_Exercise directions:_ When every entry has been read, print each one back exactly.

_Input data:_
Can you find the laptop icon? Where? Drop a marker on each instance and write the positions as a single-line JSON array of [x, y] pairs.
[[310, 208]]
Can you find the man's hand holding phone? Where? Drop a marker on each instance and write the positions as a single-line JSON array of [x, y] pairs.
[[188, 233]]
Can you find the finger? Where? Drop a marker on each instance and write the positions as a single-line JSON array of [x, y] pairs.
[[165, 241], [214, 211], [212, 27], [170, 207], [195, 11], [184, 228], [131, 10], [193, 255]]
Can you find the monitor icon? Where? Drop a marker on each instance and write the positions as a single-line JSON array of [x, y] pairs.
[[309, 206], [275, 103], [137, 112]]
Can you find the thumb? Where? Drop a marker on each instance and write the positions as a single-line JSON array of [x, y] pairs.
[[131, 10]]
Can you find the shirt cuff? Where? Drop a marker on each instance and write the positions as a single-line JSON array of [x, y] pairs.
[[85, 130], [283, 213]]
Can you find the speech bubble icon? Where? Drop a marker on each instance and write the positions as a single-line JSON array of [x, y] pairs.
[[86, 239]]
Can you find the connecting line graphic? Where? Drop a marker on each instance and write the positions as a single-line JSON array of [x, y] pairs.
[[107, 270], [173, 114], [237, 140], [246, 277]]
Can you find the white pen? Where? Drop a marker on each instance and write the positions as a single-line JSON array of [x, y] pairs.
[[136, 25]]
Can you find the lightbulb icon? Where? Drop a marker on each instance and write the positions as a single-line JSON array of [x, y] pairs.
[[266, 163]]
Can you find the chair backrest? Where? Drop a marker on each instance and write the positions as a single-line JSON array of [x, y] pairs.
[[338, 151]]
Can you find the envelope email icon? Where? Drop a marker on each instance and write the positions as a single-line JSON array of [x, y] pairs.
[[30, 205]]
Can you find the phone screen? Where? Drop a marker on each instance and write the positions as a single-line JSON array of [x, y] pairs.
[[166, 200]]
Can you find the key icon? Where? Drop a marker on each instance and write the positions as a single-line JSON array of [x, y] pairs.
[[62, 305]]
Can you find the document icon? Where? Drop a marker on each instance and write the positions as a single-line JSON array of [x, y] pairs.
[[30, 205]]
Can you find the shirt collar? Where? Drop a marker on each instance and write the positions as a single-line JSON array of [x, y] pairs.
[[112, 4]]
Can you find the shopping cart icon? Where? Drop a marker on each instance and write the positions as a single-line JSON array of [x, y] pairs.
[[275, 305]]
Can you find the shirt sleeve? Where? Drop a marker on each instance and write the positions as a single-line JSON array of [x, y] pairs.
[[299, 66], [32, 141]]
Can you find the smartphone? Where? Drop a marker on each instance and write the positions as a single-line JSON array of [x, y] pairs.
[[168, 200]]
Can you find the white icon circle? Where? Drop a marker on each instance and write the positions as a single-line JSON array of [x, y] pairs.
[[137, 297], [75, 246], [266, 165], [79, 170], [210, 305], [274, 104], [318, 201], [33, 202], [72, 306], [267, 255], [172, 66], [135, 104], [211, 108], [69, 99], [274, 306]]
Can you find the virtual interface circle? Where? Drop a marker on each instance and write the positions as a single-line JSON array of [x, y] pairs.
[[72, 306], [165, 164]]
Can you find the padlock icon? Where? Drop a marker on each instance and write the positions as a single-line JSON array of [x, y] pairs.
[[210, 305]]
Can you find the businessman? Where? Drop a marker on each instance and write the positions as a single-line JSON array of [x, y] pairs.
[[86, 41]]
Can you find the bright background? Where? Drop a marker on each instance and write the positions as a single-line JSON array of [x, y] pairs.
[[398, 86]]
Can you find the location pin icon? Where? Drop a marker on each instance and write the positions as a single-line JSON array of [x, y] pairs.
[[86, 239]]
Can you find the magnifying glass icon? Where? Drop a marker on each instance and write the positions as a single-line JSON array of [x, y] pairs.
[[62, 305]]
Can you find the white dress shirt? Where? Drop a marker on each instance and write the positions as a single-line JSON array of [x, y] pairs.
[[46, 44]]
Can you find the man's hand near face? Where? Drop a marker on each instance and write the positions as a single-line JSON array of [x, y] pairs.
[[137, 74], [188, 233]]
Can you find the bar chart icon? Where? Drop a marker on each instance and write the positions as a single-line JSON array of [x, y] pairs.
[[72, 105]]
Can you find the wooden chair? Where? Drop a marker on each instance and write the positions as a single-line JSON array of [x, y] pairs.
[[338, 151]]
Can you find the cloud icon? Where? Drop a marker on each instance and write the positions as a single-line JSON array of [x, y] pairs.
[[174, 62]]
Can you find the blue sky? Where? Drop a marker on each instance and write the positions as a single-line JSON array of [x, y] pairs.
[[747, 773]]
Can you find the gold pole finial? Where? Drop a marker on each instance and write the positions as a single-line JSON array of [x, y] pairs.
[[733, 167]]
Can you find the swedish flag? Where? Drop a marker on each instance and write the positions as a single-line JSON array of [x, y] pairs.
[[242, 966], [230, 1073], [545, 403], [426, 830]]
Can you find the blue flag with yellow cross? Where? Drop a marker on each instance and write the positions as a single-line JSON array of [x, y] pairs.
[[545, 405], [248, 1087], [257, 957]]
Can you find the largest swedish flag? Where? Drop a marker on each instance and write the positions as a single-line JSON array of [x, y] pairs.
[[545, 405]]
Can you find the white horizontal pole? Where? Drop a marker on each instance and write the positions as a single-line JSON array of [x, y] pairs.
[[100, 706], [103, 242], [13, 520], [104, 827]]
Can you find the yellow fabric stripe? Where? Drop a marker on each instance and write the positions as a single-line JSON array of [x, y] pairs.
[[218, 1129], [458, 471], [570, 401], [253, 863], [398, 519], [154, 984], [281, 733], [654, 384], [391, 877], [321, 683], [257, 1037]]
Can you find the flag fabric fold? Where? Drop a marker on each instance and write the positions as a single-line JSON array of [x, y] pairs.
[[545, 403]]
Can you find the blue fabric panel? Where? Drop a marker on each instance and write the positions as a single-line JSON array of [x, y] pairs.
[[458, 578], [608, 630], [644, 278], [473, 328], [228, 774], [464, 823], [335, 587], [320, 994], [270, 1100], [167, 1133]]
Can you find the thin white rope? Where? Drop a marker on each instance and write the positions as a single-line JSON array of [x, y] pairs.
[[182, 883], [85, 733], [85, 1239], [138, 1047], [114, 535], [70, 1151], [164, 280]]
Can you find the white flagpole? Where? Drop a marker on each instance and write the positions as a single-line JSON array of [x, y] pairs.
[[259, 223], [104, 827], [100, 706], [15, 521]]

_Problem solution:_
Can you find the laptop icon? Where? Drop a marker on each instance and write the positions as a single-line JSON array of [x, y] pairs.
[[310, 208]]
Can you find the man's hand holding phone? Where? Drop a marker on each instance and write the positions as a single-line JSON array of [x, y] pairs.
[[188, 233]]
Can you find the finger? Where? Drop a marker on each instance and write the positions as a single-line JSON array of [x, y] pairs.
[[165, 241], [214, 211], [212, 27], [170, 207], [195, 11], [184, 228], [131, 10], [193, 255]]
Can you find the monitor icon? Where? Drop a marker on each instance and write the positions as a single-line JSON array of [x, y] pairs.
[[309, 206], [275, 103], [137, 112]]
Can you find the thumb? Where? Drop a marker on each instance and write the positions as a single-line JSON array of [x, y] pairs.
[[131, 10]]
Can you find the shirt cuff? Where? Drop a marker on each instance and write the positions as a single-line JSON array of [x, y] pairs.
[[85, 130], [283, 213]]
Can you find the speech bubble icon? Where? Drop a marker on each instance and write the positions as a single-line JSON array of [x, y] pairs.
[[86, 239]]
Can you find the connecting line graphic? Where? Drop a marker on each instance and write the positions as a single-line JSON array of [x, y] pairs.
[[107, 270], [173, 114], [237, 140], [246, 277]]
Can you find the white pen? Where? Drop a marker on each instance and write the positions as a single-line JSON array of [x, y] pairs.
[[136, 25]]
Can you find the lightbulb icon? Where? Drop a marker on each instance and write the positions as a single-line JSON array of [x, y] pairs.
[[266, 163]]
Can you find the chair backrest? Where? Drop a marker on each instance and write the positions as a single-line JSON array of [x, y] pairs.
[[338, 151]]
Can you find the envelope email icon? Where? Drop a marker on each instance and write the positions as a single-line JSON array of [x, y] pairs.
[[30, 205]]
Can you find the phone screen? Where? Drop a marker on each instance and write the positions as a single-line JSON array of [x, y] pairs.
[[166, 200]]
Can you find the key icon? Where? Drop a marker on each instance and write the positions as a single-line JSON array of [x, y] pairs.
[[62, 305]]
Can you find the document icon? Where? Drop a marker on each instance and write the positions as a single-line JSON array of [x, y] pairs.
[[30, 205]]
Can you find the shirt collar? Where? Drop a marker on each instance and write the positions as a single-line JSON array of [x, y] pairs.
[[112, 4]]
Can you find the shopping cart icon? Where? Drop a marker on each instance and write the positions as a single-line JSON array of [x, y] pairs.
[[275, 305]]
Can you find the shirt sleeve? Where? Drop a marker on each instance and write the positions as a single-line JSON array of [x, y] pairs.
[[299, 66], [32, 141]]
Can you find the smartphone? Where? Drop a marker on each instance and write the positions as a single-line JSON array of [x, y] pairs.
[[168, 200]]
Can you find the white icon circle? Where? Drop a marker on each instance and write the positions as a single-line JSON array of [x, y] pairs.
[[137, 297], [75, 246], [266, 165], [79, 170], [210, 305], [274, 104], [318, 201], [33, 202], [72, 306], [267, 255], [172, 66], [135, 104], [211, 108], [69, 99], [274, 306]]
Can you find the virtual interface circle? Where? Drop a marker on each instance and write the positions as a single-line JSON array of [x, y] pairs.
[[72, 306], [165, 164]]
Can you find the padlock icon? Where? Drop a marker on each instance and write the positions as a single-line JSON array of [x, y] pairs.
[[210, 305]]
Can you find the businessman? Where? Drop a marker on each instance and write the positions as a single-line JSON array of [x, y] pairs.
[[86, 41]]
Can you find the bright background? Where? Drop a marker on each instance and write the positions as a single-line JSON array of [x, y] pairs.
[[398, 86]]
Can you find the location pin icon? Where? Drop a marker on each instance and write the positions as a single-line JSON array of [x, y] pairs.
[[86, 239]]
Can you find the magnifying glass icon? Where? Drop a marker on each instance and write the positions as a single-line JSON array of [x, y] pairs.
[[62, 305]]
Can you find the white dress shirt? Where? Drop a marker on each instance and write the positions as a single-line JSON array of [x, y] pairs.
[[46, 44]]
Can you find the man's hand near face? Where? Drop a marker on each instance and write the positions as a single-line JSON array of [x, y] pairs.
[[137, 74], [188, 233]]
Can you find the bar chart icon? Where? Drop a marker on each instance and write the positions as a single-line JSON array of [x, y] pairs.
[[72, 105]]
Can you find the wooden chair? Where? Drop a marker on each instance and write the positions as a single-line JSON array of [x, y] pairs.
[[338, 151]]
Can you find the cloud icon? Where? Drop a marker on each instance and write the positions as a single-line JSON array of [x, y] pairs.
[[174, 62]]
Can you find the blue sky? Where? Drop a marker on each instance and write the positions as a single-line JSON array of [x, y] pairs.
[[747, 773]]
Can you find the gold pole finial? Where? Drop a marker on each instance and write the positions as a single-line JSON array of [x, y] pairs.
[[733, 167]]
Can you find the swedish flag? Where? Drop a marker on each instance and write the positions as a single-line JSON array of [x, y] pairs.
[[242, 966], [230, 1073], [545, 403], [426, 830]]
Can you find the blue flag with yellow cross? Where? Drop a marker on each instance and write the positions as a single-line JSON array of [x, y] pairs.
[[545, 405], [248, 1087], [257, 957]]
Can you find the largest swedish flag? Where? Drop a marker on each instance and write the positions as a single-line JSON array of [x, y] pairs.
[[545, 405]]
Can you find the white horizontal pole? Where? Drop a marker on each instance and write the positions as a single-line JSON array of [x, y] pairs.
[[100, 706], [103, 242], [13, 520], [104, 827]]
Can you find the yellow fabric stripe? Where? Drop a marker on each instance and write the positions as a single-line JSON array of [x, y] pairs.
[[218, 1129], [458, 471], [570, 401], [253, 863], [398, 519], [154, 984], [281, 733], [654, 384], [391, 877], [321, 683], [257, 1037]]
Can you find the flag fabric fold? Where? Drop a marker on each instance and write the positions as a single-line JSON array of [x, y] pairs.
[[545, 403]]
Can you find the blue fabric panel? Where? Drop a marker on each instance and write the positions as a single-line JSON array of [x, y] pairs.
[[458, 578], [608, 630], [644, 278], [473, 328], [228, 774], [464, 823], [335, 587], [320, 994], [270, 1100], [167, 1133]]
Can you find the thin white rope? Where? Drop a marker on each instance and write the positions as a single-line JSON array of [x, y] pairs.
[[182, 883], [85, 733], [85, 1239], [138, 1047], [114, 535], [70, 1151], [164, 280]]
Can you find the white flagpole? Where? Drop a marker on each instance and write the positions as a single-line JSON array of [x, y] pairs.
[[259, 223], [104, 827], [100, 706], [15, 521]]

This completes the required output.